TASK INSTRUCTIONS: Given the material below, repeat exactly the lines from the one containing "point | a marker on each instance of the knuckle" through the final line, and nothing else.
....
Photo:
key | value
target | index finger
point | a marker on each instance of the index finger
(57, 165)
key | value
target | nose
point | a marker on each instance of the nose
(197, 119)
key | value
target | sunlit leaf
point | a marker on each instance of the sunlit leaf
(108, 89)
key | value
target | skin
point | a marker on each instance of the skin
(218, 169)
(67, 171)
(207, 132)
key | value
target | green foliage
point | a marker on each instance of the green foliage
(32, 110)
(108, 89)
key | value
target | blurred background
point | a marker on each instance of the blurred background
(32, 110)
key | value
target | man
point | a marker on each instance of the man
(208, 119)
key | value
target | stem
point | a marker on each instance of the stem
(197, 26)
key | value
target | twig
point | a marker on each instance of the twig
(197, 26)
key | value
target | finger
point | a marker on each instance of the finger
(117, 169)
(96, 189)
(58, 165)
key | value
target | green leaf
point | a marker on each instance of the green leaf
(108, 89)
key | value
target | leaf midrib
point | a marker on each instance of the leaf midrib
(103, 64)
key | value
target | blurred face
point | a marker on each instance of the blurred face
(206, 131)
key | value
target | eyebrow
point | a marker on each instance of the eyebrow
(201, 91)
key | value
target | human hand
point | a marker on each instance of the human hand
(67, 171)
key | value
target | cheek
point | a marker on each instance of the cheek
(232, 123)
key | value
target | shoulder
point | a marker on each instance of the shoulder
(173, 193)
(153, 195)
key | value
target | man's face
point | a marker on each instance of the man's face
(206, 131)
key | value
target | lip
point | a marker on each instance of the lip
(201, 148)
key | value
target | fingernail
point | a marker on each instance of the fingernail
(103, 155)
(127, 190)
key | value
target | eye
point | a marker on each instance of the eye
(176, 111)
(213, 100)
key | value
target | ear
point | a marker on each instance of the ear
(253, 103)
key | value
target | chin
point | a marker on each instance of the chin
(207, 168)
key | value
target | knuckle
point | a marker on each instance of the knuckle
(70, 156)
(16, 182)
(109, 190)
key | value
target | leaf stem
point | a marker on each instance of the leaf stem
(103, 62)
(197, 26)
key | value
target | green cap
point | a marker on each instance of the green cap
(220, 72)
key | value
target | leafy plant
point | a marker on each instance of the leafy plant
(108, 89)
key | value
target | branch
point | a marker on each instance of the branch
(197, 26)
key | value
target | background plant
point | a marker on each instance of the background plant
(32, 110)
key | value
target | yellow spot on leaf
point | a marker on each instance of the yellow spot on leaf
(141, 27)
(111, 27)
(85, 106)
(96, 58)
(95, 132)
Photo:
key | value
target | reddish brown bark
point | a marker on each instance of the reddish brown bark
....
ANSWER TO THIS TASK:
point | a marker on each instance of the knuckle
(70, 156)
(16, 182)
(109, 190)
key | value
target | leaf stem
point | a marker on each instance of the leaf stem
(103, 62)
(197, 26)
key | value
target | green cap
point | a marker on each instance of the green cap
(220, 72)
key | value
target | leafy plant
point | a marker on each instance of the leafy plant
(108, 89)
key | value
target | branch
point | a marker on each instance of the branch
(197, 26)
key | value
target | background plant
point | a marker on each instance of the background plant
(32, 110)
key | value
target | yellow spot on leaf
point | a marker on each instance of the yellow spot on leaf
(141, 27)
(111, 27)
(85, 106)
(96, 58)
(95, 132)
Photo:
key | value
target | reddish brown bark
point | a marker on each instance of the reddish brown bark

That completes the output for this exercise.